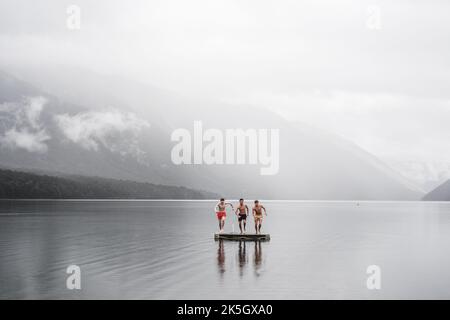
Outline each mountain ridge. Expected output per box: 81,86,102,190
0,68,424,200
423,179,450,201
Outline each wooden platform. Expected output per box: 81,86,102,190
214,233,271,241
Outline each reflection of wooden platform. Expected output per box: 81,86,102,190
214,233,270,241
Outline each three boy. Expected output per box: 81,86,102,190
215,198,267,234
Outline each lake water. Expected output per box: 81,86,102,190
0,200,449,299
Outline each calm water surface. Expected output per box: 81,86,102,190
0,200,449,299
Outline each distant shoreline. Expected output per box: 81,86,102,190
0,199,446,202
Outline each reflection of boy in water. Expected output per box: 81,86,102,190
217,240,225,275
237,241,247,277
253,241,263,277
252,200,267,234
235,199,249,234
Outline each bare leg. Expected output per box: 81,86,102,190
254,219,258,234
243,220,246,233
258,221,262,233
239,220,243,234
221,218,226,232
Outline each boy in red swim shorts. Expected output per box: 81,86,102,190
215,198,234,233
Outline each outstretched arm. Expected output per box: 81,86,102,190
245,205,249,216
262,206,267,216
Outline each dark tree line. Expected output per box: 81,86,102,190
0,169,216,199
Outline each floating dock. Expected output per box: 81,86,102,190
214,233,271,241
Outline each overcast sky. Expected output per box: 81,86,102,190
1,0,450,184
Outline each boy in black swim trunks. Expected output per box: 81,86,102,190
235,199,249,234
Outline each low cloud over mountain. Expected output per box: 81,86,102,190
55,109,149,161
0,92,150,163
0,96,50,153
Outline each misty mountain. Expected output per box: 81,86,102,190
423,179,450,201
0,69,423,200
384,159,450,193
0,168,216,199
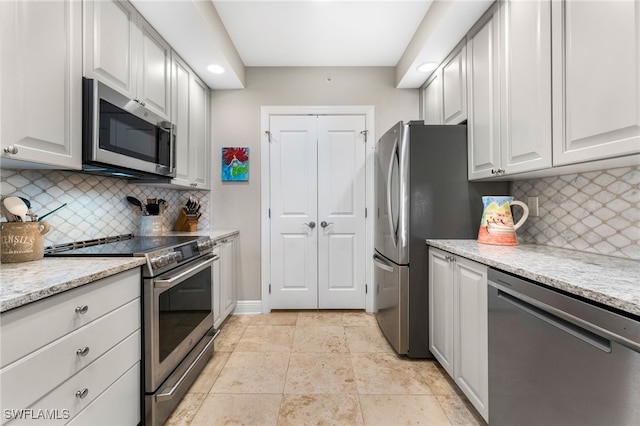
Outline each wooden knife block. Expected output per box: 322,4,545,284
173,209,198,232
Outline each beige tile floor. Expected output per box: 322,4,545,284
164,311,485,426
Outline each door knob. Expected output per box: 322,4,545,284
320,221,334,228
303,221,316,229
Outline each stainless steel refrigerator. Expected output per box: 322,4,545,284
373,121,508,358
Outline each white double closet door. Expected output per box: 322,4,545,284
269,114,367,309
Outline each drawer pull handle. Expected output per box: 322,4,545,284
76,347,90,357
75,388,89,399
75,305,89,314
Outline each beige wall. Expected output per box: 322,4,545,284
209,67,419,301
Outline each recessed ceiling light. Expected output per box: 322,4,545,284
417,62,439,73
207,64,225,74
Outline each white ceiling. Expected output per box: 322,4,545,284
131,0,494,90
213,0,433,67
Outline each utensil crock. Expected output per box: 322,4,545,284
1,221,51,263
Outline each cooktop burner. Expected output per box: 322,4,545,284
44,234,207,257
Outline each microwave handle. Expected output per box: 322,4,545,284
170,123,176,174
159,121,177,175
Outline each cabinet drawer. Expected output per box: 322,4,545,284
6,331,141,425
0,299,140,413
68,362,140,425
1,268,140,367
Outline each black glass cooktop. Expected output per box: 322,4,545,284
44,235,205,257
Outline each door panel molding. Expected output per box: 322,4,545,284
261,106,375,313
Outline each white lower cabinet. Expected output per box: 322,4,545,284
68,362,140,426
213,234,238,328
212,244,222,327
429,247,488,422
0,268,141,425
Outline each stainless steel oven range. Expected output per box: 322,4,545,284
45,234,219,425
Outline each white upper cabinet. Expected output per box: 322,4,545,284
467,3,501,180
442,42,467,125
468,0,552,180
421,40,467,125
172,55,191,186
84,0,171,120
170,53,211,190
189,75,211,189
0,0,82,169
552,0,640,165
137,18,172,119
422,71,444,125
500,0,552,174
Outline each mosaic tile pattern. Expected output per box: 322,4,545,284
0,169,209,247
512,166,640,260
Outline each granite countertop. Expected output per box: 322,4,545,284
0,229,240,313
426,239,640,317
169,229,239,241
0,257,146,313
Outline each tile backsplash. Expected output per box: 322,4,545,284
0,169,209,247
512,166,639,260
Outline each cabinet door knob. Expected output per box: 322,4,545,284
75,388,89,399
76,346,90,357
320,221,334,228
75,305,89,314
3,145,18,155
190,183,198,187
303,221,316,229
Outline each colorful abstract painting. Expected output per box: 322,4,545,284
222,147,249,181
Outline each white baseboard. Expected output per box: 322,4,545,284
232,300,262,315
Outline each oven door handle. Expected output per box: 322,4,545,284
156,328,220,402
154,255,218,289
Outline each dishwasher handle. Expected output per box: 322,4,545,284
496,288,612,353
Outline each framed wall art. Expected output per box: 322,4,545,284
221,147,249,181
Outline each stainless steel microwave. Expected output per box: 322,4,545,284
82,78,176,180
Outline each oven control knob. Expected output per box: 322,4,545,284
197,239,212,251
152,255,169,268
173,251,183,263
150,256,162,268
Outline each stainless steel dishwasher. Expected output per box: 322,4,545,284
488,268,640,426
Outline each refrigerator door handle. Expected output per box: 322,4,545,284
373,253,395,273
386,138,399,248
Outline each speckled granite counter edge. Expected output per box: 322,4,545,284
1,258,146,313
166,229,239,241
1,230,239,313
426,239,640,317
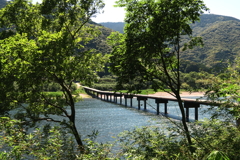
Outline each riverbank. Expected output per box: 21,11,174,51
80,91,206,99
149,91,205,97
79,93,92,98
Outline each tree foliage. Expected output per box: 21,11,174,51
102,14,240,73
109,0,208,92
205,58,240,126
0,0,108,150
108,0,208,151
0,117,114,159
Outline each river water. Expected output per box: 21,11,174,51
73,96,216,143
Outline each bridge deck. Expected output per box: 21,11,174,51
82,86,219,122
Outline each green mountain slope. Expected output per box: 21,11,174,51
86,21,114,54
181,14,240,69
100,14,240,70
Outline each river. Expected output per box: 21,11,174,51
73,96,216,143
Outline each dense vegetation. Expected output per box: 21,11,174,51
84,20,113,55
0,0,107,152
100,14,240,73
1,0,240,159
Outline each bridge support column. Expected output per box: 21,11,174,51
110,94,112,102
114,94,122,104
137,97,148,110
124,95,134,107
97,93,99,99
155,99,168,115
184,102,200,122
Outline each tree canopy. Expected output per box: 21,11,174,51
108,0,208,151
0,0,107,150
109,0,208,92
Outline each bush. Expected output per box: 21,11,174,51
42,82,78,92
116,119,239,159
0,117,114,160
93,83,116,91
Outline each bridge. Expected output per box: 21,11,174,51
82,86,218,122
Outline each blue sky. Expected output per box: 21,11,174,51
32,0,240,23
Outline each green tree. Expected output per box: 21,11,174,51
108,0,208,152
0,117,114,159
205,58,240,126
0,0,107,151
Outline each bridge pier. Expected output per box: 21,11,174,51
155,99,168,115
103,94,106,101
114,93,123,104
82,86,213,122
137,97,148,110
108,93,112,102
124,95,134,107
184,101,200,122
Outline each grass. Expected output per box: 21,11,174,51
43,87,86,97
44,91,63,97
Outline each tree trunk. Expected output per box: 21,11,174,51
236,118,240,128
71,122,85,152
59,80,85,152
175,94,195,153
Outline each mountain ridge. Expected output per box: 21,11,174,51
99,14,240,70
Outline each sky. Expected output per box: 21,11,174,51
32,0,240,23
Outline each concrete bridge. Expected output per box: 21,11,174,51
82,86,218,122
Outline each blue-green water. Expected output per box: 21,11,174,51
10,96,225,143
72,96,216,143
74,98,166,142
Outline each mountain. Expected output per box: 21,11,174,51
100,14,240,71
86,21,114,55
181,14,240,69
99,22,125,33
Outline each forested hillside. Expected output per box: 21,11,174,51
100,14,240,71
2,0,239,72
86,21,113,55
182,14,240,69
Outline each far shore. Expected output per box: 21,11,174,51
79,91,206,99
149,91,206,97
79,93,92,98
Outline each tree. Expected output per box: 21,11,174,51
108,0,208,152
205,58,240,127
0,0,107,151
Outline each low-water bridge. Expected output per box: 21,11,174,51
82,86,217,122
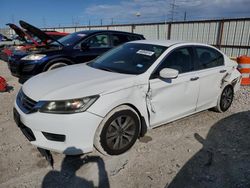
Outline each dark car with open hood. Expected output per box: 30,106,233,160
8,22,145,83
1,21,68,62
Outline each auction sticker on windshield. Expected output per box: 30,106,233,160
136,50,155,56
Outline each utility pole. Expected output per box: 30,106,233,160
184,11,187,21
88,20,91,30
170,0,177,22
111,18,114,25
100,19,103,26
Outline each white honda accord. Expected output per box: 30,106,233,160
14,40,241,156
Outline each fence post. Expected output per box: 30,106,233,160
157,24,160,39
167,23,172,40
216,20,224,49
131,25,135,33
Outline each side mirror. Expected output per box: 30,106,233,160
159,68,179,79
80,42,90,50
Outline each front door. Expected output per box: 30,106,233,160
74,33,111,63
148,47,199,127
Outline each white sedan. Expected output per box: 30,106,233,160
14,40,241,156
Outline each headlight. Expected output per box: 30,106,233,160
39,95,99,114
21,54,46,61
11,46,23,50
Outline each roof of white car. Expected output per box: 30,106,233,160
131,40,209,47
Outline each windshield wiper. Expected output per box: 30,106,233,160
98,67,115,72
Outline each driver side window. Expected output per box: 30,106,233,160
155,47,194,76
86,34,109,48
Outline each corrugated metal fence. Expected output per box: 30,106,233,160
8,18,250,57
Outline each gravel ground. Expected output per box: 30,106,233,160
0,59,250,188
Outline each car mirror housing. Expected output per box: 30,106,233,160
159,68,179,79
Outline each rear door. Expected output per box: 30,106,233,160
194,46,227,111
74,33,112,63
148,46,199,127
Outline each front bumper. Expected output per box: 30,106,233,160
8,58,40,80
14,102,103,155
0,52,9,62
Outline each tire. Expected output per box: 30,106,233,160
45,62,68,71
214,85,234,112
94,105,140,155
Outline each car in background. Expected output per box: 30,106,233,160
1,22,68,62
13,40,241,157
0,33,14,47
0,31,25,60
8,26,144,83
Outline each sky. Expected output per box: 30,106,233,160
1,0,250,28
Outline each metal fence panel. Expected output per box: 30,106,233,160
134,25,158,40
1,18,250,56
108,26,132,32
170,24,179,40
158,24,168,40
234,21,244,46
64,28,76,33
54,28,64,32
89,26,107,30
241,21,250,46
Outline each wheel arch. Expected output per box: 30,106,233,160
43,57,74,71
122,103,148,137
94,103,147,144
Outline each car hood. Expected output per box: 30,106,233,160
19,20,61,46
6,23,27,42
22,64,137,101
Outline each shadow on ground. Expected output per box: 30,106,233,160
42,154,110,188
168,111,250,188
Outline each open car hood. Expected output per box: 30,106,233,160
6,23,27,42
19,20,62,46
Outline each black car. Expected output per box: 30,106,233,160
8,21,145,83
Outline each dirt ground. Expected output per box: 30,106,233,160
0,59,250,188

===

▶ Instructions for the task
From the line containing "Outline each black car." to the final line of the entries, print every line exactly and nothing else.

▶ Finished exercise
Outline each black car. Expected output per box: 30,106,233,160
8,21,145,83
Outline each dirt ground. Expected output per box: 30,106,233,160
0,59,250,188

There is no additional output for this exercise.